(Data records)
+-------+

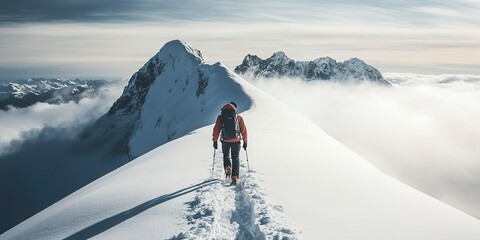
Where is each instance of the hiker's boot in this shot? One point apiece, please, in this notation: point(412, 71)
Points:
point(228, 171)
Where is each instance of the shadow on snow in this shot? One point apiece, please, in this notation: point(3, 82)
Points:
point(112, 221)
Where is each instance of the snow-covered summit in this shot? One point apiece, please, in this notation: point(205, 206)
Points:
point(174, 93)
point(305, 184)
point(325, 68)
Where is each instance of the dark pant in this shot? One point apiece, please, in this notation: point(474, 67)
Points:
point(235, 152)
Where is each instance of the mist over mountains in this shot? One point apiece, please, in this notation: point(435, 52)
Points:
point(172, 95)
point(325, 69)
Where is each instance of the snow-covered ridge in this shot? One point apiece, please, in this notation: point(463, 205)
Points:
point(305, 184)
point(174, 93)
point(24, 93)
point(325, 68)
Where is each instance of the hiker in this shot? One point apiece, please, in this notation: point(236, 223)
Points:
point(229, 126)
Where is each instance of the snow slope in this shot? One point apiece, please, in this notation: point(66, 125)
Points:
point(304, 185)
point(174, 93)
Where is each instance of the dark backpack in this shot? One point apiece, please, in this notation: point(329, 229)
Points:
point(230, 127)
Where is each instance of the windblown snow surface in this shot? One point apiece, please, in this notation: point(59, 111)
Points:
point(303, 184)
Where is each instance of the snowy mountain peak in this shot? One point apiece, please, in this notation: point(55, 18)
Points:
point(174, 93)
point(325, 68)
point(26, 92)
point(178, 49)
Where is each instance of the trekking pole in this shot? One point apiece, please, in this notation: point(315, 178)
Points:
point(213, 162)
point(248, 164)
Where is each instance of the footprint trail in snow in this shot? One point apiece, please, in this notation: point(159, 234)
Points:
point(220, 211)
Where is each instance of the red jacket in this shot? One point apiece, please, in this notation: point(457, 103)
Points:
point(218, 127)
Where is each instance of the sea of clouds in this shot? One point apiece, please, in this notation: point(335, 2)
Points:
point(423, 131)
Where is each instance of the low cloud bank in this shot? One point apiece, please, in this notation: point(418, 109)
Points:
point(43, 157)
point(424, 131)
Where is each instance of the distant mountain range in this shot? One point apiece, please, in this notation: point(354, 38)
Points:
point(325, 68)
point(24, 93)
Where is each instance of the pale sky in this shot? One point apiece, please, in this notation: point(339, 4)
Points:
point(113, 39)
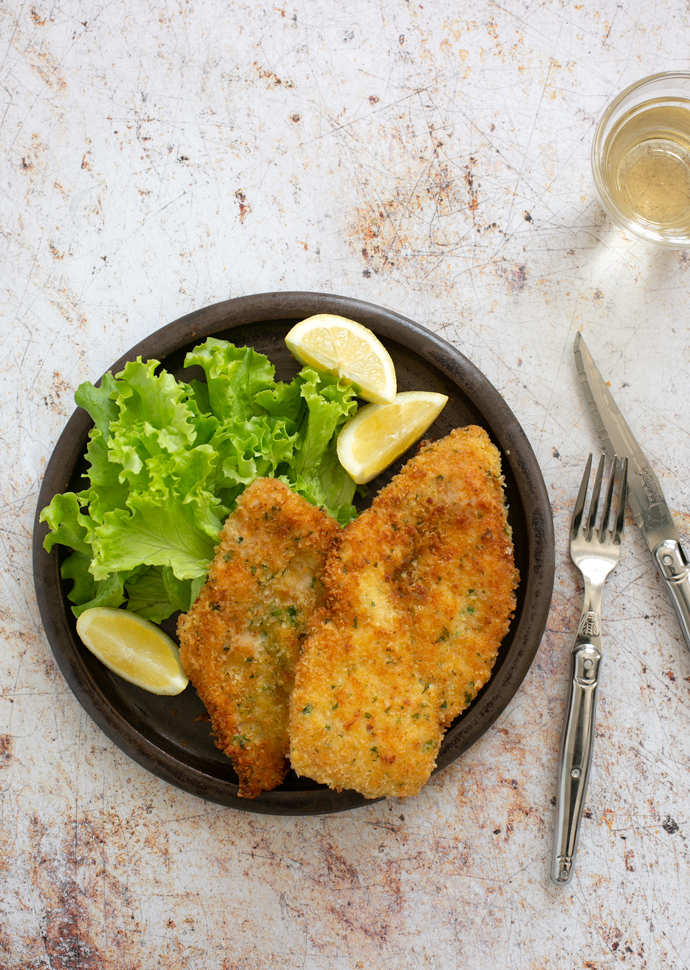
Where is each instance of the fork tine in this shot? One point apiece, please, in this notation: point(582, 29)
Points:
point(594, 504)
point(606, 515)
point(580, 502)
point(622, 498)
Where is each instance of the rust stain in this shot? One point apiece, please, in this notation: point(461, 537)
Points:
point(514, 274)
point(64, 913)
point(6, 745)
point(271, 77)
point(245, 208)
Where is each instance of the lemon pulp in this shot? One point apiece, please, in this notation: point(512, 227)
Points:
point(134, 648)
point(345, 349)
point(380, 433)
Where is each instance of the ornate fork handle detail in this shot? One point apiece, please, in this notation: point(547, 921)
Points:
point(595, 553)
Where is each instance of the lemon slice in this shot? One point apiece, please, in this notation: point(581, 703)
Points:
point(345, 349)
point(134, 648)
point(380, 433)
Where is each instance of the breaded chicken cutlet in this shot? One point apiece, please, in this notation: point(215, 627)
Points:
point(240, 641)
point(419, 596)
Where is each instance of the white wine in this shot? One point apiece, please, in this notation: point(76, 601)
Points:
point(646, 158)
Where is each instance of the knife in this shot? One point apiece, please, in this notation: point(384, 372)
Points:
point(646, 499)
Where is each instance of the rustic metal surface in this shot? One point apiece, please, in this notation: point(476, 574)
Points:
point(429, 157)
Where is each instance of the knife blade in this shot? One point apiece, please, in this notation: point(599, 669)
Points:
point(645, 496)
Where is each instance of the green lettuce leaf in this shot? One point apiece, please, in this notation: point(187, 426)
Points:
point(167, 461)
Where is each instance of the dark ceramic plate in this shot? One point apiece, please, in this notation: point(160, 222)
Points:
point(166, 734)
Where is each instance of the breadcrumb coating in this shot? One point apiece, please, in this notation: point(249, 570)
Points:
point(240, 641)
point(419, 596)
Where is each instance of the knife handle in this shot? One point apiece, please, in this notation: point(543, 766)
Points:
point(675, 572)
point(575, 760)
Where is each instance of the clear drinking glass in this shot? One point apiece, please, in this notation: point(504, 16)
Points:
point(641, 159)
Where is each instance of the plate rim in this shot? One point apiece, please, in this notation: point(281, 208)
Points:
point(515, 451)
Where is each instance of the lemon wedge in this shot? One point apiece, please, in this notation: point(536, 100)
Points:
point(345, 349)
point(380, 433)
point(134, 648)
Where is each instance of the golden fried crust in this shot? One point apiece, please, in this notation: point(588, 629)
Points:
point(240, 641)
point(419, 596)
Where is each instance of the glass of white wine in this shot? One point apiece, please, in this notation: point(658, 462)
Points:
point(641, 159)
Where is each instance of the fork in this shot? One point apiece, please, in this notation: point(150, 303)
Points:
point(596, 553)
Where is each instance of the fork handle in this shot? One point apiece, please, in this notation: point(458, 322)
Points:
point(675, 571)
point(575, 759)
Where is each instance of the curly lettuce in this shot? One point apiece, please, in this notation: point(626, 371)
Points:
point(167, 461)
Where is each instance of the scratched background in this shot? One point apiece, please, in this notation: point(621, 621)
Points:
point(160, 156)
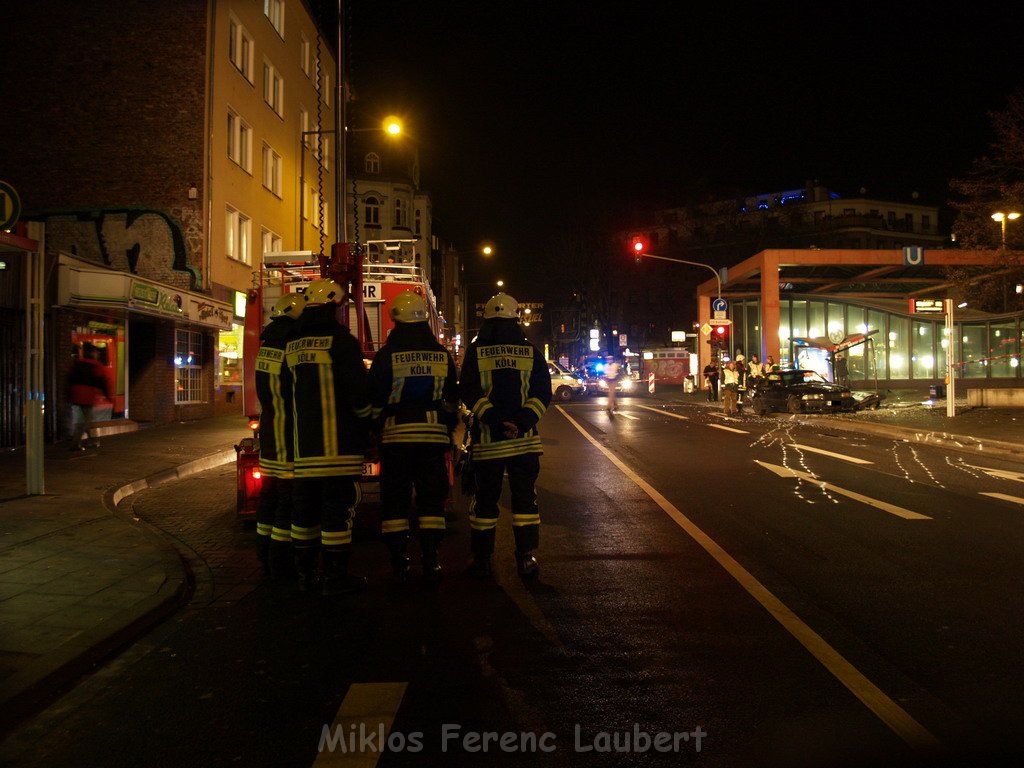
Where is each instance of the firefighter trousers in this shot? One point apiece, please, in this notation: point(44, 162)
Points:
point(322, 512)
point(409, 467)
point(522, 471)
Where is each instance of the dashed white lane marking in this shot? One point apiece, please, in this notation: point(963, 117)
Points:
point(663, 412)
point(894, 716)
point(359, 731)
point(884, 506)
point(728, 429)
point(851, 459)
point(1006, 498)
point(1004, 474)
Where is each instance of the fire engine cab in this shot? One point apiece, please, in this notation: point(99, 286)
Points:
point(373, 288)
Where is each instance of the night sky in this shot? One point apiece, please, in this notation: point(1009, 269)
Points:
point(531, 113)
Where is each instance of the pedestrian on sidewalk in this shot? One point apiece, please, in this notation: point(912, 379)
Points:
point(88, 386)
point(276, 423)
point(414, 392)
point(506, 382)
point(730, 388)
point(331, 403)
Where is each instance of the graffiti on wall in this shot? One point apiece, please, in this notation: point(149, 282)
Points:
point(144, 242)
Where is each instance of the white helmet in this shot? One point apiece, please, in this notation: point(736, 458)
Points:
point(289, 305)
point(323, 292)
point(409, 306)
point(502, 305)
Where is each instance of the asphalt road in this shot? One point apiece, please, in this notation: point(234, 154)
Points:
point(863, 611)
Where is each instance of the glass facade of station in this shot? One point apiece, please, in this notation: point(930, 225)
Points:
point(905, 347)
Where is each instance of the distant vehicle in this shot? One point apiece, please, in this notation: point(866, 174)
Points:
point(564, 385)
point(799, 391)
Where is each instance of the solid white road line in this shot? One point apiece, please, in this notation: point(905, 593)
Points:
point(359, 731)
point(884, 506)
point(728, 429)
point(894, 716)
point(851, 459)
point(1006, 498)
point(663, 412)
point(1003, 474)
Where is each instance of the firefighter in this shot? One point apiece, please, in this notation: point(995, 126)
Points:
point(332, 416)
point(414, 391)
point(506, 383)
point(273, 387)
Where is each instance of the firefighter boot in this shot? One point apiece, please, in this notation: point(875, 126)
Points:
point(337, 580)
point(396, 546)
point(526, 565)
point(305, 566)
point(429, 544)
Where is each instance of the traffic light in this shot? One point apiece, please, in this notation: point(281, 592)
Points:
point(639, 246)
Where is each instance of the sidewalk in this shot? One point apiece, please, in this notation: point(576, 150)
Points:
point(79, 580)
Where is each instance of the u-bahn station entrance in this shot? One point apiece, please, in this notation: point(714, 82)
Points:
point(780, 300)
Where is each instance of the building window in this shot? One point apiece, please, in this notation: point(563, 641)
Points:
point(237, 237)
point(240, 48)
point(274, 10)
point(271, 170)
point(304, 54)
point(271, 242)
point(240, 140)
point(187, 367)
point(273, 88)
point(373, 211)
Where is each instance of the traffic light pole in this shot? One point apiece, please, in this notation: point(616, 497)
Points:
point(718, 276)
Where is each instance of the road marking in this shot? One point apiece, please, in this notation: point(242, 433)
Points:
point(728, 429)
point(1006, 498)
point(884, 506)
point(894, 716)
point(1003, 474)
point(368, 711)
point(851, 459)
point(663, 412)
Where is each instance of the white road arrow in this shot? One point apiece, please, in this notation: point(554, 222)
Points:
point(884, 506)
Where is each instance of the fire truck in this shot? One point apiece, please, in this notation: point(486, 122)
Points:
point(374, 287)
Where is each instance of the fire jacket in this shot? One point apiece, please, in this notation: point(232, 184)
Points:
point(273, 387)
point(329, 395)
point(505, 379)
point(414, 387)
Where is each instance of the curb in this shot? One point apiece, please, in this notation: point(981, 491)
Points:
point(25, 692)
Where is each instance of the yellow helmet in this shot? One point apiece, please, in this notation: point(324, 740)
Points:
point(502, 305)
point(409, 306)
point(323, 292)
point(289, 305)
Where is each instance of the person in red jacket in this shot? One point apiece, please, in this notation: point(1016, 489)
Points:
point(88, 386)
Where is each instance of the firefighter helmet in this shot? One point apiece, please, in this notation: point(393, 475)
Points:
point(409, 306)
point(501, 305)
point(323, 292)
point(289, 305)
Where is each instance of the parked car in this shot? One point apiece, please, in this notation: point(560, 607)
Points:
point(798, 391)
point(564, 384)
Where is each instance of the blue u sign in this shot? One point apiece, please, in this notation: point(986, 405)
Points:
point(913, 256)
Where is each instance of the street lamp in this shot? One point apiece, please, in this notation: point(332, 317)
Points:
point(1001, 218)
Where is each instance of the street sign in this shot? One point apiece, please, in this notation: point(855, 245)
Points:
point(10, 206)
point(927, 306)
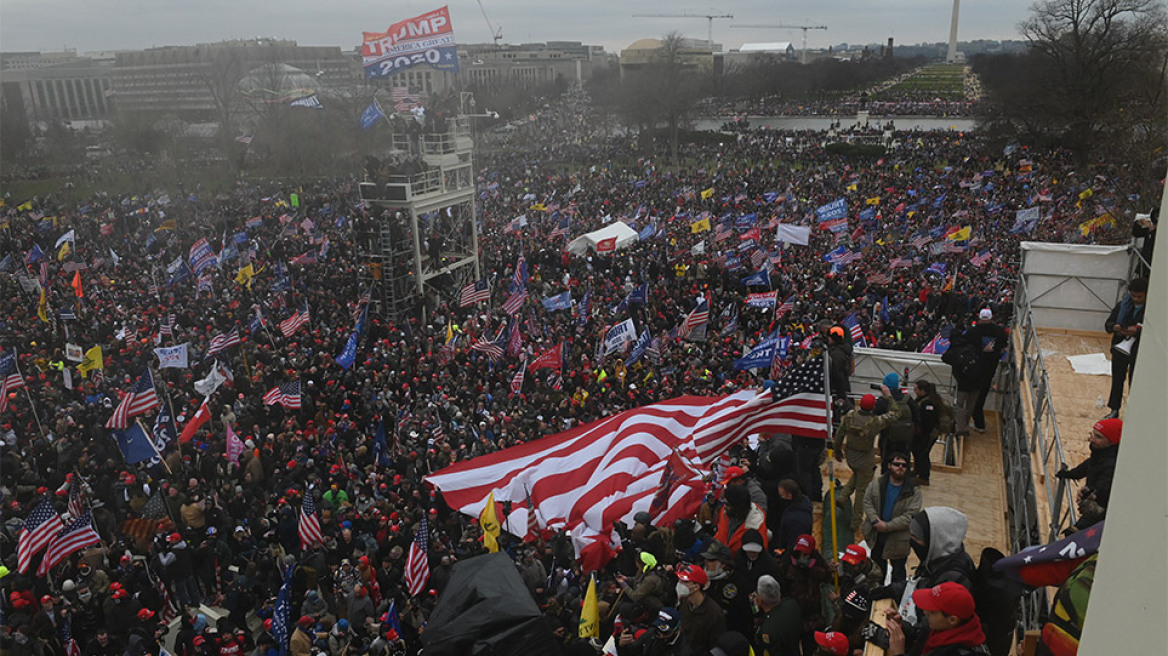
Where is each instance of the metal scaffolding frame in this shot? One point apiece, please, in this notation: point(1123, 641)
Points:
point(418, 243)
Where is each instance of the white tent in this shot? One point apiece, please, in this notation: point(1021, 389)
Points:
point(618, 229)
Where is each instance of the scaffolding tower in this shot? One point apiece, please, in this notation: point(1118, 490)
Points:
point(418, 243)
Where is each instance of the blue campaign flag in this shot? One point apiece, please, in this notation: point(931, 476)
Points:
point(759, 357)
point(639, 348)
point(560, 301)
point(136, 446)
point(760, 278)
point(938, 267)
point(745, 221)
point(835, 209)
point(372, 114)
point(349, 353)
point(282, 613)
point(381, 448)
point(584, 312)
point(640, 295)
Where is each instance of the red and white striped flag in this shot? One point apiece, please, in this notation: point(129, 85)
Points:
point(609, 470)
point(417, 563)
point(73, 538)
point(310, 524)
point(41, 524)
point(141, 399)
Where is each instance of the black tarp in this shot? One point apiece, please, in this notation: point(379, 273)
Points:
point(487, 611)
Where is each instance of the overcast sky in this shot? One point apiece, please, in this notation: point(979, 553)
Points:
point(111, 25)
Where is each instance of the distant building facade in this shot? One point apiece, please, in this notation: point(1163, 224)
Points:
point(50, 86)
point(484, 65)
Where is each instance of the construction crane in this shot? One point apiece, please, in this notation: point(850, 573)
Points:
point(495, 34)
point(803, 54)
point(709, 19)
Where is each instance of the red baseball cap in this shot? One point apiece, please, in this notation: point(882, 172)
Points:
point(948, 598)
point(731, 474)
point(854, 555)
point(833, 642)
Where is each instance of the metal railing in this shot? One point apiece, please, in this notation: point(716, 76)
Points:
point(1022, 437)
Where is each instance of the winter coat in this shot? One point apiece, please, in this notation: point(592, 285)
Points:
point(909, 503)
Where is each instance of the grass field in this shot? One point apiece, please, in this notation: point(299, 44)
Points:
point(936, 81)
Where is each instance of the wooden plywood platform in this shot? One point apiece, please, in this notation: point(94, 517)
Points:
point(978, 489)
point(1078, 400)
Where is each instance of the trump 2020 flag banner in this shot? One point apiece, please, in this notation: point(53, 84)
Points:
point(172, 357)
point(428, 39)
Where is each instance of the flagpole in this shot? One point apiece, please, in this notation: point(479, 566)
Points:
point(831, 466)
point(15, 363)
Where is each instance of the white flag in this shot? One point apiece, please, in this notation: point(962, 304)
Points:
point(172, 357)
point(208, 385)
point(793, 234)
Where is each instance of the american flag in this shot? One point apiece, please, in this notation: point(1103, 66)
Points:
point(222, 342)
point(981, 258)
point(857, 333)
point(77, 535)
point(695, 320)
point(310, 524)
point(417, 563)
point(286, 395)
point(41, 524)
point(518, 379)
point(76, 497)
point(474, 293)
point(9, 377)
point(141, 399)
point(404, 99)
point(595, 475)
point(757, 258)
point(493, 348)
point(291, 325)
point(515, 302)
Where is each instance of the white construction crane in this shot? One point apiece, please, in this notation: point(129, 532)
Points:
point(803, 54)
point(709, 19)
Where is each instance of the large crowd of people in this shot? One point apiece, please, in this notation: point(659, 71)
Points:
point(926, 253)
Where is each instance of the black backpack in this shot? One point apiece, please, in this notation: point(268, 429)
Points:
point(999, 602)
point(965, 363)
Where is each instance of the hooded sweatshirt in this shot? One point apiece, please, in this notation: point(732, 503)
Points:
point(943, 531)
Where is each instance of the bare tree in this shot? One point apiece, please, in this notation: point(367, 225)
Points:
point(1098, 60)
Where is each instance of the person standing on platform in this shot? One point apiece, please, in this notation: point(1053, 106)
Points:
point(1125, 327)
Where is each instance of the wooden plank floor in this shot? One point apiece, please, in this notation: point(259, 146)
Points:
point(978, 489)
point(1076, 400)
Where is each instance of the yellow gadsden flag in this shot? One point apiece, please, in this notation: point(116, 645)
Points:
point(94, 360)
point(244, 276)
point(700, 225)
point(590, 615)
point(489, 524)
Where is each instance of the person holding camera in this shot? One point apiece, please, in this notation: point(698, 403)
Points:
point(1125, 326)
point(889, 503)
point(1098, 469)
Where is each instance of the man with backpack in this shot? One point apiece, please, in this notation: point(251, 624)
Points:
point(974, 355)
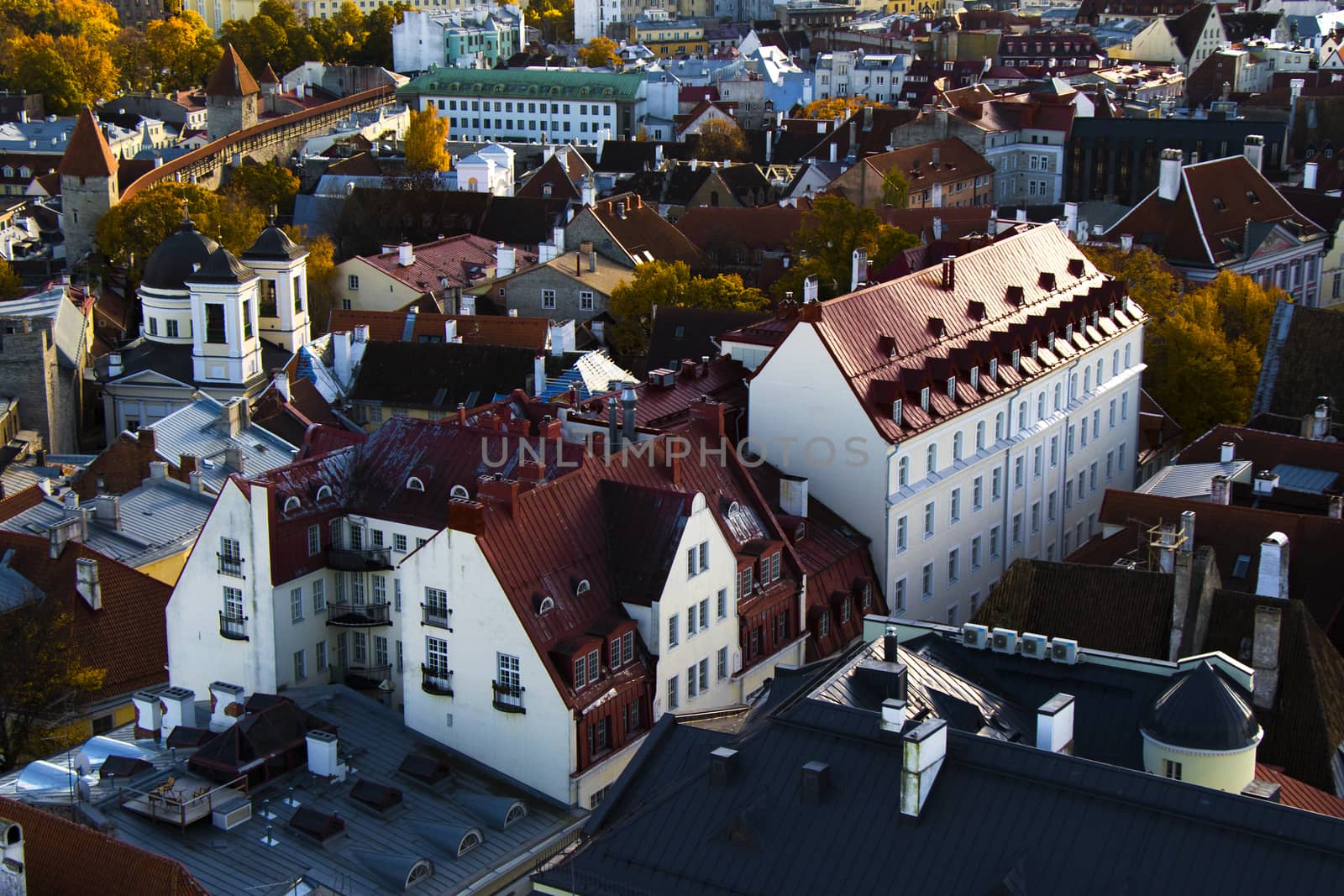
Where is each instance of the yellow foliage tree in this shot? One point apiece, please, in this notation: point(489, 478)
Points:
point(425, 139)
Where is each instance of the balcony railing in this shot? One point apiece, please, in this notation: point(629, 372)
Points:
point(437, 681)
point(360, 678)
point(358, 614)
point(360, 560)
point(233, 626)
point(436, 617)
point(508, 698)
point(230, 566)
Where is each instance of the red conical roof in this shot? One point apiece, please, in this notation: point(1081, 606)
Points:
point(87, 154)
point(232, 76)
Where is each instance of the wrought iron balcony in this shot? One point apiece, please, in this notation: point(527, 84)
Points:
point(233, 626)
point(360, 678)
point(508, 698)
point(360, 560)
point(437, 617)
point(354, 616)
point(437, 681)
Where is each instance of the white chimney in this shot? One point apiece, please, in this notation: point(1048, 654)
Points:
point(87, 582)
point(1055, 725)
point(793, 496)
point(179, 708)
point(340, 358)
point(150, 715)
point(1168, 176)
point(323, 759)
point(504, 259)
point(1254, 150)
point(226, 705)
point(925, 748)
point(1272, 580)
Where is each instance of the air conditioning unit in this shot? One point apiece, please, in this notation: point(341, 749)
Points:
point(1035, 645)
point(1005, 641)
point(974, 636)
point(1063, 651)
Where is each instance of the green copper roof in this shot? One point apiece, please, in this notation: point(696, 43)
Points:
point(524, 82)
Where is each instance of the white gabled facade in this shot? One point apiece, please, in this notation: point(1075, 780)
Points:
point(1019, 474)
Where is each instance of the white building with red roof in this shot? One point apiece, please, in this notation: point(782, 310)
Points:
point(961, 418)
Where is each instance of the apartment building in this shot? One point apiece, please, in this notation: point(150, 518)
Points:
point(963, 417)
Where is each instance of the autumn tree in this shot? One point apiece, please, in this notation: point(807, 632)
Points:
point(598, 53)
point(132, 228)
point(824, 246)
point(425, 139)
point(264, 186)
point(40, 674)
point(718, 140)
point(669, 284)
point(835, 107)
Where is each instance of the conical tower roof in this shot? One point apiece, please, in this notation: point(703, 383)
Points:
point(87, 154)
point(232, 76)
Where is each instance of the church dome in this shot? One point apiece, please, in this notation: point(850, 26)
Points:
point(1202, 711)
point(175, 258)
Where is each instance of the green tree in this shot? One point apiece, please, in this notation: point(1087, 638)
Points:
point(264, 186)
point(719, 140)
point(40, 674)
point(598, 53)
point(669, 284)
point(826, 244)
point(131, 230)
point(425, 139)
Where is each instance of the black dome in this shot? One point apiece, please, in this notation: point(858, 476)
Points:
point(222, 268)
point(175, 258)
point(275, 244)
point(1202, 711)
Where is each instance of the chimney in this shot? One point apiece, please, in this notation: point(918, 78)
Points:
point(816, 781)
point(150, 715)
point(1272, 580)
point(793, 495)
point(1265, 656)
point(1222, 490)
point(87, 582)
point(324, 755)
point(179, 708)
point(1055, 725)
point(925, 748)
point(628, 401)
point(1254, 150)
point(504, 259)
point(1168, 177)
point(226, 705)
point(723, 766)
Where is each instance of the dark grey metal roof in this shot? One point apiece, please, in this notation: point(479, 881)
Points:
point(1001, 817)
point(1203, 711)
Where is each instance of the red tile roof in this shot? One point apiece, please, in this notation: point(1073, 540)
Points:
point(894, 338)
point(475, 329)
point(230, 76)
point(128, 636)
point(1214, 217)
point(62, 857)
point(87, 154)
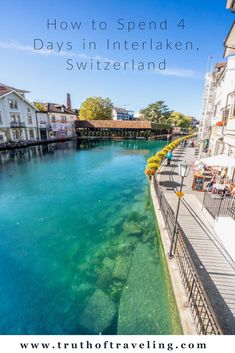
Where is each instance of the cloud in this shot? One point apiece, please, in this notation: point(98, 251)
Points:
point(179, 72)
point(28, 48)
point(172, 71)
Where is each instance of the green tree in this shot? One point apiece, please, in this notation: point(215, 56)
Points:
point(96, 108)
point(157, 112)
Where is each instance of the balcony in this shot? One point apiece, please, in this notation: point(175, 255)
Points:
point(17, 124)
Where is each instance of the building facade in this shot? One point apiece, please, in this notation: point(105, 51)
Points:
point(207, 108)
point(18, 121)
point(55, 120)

+-------+

**Short exercise**: Write out, word for word, the lines of the material from the line containing "Where is each instance of the chimney" through the line containing "point(172, 71)", including both of those lines and omitting any pictures.

**Complete response**:
Where is each instance of the chimney in this shot? One point apiece, please, in this notation: point(918, 78)
Points:
point(816, 781)
point(150, 715)
point(1272, 580)
point(793, 495)
point(1265, 656)
point(1222, 490)
point(87, 582)
point(324, 755)
point(179, 708)
point(1055, 725)
point(925, 748)
point(628, 401)
point(1254, 150)
point(504, 259)
point(1168, 177)
point(226, 705)
point(723, 766)
Where is each instance of the dark grey metal roof in this shot? One point apiece, please, in this notation: point(479, 881)
Points:
point(1001, 817)
point(1203, 711)
Where is each instance of the red tile roof in this shot? One point apiece, please, in this notation: point(1073, 540)
Points:
point(894, 338)
point(475, 329)
point(230, 76)
point(128, 636)
point(1214, 217)
point(62, 857)
point(87, 154)
Where is each instance of the cloud in this shot? One point apiece, please, in this notation: point(98, 251)
Points:
point(179, 72)
point(28, 48)
point(172, 71)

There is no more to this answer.